Task requirements.
Copy the listing that follows exactly. Its pictures do not belong in the copy.

Records for the task.
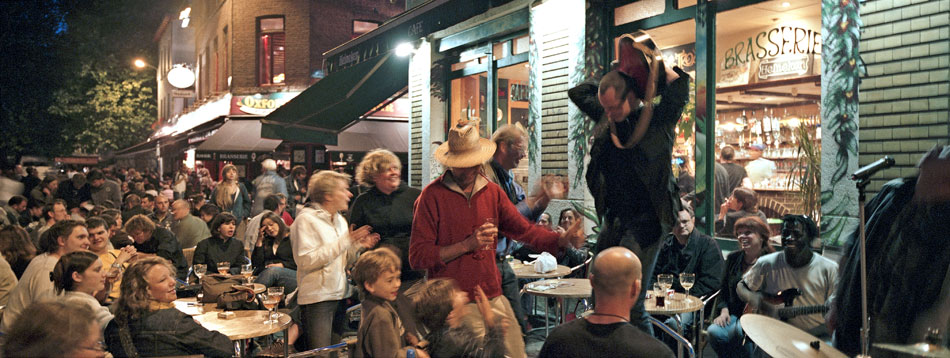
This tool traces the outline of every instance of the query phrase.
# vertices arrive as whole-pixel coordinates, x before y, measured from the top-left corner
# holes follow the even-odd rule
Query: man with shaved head
[[[594,313],[551,331],[538,357],[673,357],[666,345],[630,324],[641,270],[640,259],[625,247],[601,251],[590,274]]]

Written answer.
This tool traces the outline of every instance of the query phrase.
# vertices arrive as whole-pixel coordinates, x before y, measured from the top-left corner
# holes follow the even-odd rule
Query: man with shaved head
[[[594,313],[551,331],[538,357],[673,357],[666,345],[630,324],[641,270],[640,259],[625,247],[601,251],[590,274]]]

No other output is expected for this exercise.